Reproduce the lines in the stretch from the one containing "entry: flock of cranes" through the one containing "Trace every instance of the flock", replacing "outline" with "contour" and leaving everything else unchanged.

> _THE RECORDS_
────────────────────────────────────────
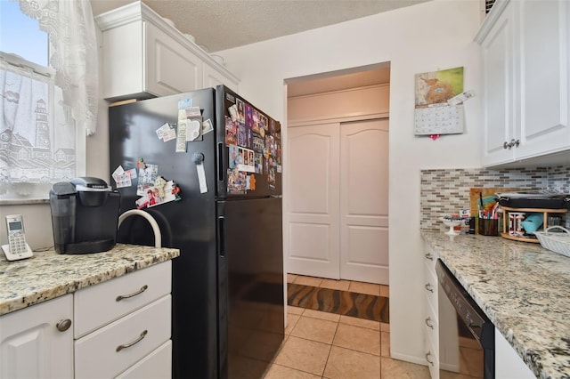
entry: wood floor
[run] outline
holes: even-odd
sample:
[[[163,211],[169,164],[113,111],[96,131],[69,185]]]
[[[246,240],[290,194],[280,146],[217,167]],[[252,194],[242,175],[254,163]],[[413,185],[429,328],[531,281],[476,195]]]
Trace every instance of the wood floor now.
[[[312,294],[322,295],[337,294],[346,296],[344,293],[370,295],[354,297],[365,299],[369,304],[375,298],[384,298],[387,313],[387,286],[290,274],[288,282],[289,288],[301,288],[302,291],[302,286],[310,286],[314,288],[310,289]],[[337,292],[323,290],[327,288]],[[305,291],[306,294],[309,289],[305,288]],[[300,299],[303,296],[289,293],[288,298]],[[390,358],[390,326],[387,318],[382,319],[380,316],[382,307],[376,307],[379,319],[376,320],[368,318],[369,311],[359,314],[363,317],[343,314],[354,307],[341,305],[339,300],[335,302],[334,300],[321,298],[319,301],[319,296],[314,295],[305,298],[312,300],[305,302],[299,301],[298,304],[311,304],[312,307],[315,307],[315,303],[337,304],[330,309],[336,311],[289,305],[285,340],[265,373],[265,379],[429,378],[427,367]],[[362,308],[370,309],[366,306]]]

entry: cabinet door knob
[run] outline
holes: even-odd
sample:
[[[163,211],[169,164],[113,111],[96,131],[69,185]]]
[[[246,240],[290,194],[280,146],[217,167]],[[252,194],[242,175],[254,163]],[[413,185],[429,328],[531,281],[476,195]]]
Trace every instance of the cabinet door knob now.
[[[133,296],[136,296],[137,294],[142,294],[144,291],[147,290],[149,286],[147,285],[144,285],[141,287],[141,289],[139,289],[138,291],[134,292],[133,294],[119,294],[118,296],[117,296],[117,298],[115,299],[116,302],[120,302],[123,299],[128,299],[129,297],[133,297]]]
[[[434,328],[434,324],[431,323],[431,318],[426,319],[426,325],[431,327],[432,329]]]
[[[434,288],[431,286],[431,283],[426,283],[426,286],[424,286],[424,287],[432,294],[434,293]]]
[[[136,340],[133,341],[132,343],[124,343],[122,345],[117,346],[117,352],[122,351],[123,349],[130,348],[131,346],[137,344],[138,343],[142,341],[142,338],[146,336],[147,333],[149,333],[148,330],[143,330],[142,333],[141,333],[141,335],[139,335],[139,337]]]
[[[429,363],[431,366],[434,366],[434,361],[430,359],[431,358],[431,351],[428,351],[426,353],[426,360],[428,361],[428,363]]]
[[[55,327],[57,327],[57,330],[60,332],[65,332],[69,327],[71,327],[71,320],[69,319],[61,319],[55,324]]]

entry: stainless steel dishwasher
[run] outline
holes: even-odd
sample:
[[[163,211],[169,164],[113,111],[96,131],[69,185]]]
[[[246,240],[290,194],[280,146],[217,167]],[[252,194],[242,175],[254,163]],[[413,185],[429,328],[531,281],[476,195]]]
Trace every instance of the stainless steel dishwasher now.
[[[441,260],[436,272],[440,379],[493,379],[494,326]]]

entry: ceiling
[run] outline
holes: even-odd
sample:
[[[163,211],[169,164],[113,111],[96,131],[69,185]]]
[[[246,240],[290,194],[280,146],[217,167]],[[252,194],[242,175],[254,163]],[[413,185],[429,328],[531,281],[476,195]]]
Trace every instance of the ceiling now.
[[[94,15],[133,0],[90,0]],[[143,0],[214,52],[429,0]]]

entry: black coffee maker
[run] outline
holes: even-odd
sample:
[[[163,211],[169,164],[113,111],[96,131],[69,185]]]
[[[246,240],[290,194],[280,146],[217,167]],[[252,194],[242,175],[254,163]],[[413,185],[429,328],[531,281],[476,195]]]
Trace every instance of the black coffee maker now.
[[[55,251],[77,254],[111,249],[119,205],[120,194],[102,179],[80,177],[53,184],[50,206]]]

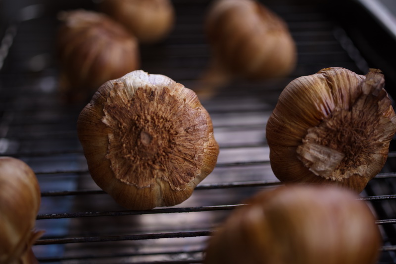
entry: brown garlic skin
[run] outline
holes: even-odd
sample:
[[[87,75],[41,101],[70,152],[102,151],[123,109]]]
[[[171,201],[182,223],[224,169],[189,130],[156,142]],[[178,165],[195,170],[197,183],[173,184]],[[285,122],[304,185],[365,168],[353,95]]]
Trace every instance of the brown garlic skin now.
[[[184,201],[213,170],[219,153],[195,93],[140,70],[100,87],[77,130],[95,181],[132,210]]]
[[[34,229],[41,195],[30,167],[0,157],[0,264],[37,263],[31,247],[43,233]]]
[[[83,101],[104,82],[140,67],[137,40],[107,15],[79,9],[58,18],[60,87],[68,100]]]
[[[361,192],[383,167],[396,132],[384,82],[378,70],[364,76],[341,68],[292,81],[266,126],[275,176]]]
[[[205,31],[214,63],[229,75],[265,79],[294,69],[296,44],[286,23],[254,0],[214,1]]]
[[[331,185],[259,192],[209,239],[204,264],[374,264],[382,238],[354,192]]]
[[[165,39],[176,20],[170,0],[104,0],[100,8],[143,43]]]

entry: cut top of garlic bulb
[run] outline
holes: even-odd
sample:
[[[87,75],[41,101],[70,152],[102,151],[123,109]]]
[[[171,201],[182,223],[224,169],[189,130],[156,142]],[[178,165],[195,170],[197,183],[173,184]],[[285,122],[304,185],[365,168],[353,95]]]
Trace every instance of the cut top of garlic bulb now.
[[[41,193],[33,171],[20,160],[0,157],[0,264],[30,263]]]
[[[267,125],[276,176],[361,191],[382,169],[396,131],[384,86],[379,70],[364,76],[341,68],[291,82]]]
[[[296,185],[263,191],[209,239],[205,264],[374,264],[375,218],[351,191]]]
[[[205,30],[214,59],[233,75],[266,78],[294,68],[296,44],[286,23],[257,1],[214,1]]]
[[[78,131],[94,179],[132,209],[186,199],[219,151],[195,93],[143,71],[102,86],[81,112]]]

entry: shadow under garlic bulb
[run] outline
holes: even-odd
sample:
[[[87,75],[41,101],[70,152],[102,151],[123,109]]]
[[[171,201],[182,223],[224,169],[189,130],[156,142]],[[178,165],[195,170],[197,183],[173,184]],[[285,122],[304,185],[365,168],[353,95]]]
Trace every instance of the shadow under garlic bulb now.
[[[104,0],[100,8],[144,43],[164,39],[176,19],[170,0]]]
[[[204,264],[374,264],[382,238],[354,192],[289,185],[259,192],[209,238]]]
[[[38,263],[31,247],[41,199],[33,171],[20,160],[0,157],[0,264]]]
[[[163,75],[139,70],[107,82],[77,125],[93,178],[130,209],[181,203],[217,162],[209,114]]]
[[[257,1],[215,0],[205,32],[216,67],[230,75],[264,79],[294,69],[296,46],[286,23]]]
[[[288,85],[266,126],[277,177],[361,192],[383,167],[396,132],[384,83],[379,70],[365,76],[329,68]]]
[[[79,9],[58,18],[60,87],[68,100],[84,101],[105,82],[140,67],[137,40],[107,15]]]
────────────────────────────────────────
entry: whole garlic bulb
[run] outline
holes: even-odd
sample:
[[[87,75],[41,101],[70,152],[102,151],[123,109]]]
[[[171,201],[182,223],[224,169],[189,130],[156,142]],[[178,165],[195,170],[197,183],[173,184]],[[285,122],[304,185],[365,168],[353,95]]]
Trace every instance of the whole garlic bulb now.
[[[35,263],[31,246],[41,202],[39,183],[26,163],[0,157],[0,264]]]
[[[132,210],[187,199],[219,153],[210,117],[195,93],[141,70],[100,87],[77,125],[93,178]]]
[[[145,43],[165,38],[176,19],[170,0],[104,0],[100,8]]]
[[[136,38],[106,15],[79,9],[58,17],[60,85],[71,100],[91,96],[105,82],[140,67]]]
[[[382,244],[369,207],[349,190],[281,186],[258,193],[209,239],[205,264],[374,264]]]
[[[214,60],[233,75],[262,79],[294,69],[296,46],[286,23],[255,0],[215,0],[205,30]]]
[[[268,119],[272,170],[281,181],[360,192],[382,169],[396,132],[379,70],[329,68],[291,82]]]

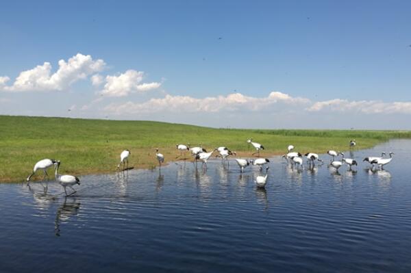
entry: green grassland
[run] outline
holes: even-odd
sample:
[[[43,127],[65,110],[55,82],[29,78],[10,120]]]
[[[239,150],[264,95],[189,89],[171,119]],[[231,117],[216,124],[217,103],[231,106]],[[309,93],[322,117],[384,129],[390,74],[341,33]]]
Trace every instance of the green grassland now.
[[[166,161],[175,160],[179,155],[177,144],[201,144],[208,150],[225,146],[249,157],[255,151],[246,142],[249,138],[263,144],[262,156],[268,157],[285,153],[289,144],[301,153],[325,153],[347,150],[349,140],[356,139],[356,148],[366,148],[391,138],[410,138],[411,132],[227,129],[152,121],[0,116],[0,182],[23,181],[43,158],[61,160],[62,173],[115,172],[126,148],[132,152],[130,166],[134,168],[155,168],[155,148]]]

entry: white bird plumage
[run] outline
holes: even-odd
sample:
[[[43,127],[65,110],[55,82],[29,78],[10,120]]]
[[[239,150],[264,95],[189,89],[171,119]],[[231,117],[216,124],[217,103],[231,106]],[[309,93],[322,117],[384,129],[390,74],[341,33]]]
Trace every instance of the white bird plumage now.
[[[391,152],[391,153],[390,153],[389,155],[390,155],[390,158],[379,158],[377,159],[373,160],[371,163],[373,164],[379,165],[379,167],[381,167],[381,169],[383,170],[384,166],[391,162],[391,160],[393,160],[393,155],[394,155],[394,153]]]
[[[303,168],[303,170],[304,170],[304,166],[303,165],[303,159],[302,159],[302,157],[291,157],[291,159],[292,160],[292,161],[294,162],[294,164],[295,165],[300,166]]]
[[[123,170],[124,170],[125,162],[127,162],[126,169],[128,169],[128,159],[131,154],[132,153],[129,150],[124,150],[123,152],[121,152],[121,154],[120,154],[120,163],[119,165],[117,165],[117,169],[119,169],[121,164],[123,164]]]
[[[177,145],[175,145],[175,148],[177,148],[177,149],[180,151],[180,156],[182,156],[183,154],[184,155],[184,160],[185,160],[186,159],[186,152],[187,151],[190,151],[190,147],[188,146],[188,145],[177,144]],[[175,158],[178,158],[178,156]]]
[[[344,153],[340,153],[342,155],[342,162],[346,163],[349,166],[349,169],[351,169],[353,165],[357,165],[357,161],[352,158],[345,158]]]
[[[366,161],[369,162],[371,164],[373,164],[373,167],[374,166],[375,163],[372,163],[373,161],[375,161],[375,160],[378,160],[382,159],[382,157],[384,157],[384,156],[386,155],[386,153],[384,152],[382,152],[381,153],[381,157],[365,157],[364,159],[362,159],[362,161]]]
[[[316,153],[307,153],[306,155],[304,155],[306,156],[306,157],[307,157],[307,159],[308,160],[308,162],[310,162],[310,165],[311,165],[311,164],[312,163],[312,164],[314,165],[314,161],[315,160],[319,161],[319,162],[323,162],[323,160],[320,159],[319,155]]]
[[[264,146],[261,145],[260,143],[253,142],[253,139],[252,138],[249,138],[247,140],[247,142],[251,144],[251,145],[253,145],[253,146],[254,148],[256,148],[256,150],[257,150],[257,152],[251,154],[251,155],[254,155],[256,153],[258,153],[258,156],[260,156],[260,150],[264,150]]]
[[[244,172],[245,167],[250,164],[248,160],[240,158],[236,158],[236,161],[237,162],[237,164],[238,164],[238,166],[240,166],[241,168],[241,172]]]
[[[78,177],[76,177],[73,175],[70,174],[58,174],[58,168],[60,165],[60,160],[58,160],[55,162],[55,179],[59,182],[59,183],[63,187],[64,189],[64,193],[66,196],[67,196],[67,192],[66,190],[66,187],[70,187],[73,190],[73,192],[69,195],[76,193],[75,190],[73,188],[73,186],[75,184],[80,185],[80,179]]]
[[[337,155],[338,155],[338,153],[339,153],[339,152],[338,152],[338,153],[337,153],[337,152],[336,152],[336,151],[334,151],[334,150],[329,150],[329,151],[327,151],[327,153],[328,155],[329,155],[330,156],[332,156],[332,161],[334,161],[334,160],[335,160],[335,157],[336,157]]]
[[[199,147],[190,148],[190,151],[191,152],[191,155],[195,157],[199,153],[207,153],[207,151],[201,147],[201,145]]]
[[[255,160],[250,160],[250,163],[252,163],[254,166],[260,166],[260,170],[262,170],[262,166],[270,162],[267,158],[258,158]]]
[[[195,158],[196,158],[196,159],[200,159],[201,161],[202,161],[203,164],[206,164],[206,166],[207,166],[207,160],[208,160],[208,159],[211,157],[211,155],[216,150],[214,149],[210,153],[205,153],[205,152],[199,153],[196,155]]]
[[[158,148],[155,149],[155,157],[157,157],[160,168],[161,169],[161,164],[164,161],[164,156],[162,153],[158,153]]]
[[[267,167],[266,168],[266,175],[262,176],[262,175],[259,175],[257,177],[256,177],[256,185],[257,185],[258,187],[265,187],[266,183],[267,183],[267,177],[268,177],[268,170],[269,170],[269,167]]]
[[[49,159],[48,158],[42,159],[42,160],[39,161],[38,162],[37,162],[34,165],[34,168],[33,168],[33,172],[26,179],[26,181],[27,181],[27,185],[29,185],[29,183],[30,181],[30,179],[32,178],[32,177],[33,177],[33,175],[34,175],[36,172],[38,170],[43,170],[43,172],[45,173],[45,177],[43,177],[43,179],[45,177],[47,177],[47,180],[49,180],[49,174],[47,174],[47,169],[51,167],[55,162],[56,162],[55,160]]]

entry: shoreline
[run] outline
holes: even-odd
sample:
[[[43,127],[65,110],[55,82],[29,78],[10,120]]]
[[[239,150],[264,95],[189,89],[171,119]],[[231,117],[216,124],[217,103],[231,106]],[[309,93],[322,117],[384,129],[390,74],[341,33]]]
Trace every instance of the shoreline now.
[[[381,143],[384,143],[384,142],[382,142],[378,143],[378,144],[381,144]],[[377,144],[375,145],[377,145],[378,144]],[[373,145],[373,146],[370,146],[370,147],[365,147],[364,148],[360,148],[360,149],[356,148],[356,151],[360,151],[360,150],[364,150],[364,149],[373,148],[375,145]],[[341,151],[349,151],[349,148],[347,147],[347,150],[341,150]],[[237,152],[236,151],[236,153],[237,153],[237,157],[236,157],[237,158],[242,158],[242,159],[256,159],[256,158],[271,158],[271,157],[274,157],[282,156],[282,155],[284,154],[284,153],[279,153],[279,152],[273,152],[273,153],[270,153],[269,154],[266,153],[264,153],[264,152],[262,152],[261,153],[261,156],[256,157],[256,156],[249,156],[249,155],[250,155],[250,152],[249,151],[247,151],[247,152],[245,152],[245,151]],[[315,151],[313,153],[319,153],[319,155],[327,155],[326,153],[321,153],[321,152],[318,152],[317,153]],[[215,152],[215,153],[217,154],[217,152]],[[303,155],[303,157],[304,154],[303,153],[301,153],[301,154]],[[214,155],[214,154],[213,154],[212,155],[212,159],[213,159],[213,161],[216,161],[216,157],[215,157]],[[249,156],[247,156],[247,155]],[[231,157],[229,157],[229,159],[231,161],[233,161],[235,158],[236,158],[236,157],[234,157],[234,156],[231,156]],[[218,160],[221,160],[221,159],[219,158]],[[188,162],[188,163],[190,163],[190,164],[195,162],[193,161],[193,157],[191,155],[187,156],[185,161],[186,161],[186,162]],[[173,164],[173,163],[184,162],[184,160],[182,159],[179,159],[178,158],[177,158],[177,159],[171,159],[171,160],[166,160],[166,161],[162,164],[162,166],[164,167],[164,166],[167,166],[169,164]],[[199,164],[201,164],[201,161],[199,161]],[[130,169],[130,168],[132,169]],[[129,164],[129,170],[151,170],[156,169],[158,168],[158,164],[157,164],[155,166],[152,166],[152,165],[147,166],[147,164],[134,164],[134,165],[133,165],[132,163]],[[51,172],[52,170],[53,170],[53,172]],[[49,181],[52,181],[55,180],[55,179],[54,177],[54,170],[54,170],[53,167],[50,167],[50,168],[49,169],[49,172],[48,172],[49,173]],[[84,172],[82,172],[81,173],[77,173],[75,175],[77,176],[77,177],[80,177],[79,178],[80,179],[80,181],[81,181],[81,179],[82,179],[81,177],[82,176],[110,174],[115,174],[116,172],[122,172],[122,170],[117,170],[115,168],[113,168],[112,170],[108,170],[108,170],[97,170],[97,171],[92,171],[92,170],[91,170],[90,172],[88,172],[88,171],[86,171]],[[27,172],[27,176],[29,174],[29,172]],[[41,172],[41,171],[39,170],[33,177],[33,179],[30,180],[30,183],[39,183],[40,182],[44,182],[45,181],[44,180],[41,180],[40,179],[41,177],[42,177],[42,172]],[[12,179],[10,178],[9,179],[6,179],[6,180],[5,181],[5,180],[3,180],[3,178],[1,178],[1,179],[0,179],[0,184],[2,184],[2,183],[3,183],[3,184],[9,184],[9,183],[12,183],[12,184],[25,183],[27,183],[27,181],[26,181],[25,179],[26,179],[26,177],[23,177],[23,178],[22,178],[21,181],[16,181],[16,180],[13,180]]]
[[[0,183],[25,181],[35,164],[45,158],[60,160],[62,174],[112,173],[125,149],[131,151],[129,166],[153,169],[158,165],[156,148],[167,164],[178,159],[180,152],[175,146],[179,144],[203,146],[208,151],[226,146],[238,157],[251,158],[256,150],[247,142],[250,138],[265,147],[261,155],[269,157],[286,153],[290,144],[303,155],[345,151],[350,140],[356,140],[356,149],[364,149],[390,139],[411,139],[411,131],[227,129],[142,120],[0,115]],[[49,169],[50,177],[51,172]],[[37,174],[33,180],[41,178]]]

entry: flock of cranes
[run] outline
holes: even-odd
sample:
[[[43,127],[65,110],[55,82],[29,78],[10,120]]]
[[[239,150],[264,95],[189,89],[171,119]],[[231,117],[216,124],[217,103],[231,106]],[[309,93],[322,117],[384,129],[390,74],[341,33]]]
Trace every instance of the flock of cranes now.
────────────────────────────────────────
> _CORRECT OUTPUT_
entry: flock of cranes
[run] contour
holes: even-odd
sample:
[[[43,127],[65,110],[55,82],[29,78],[10,120]]]
[[[239,150],[264,95],[189,89],[171,119]],[[231,117],[216,124],[217,103],[231,106]],[[309,93],[322,117],[384,129],[390,74],[341,33]]]
Trace every instance of the flock of cranes now.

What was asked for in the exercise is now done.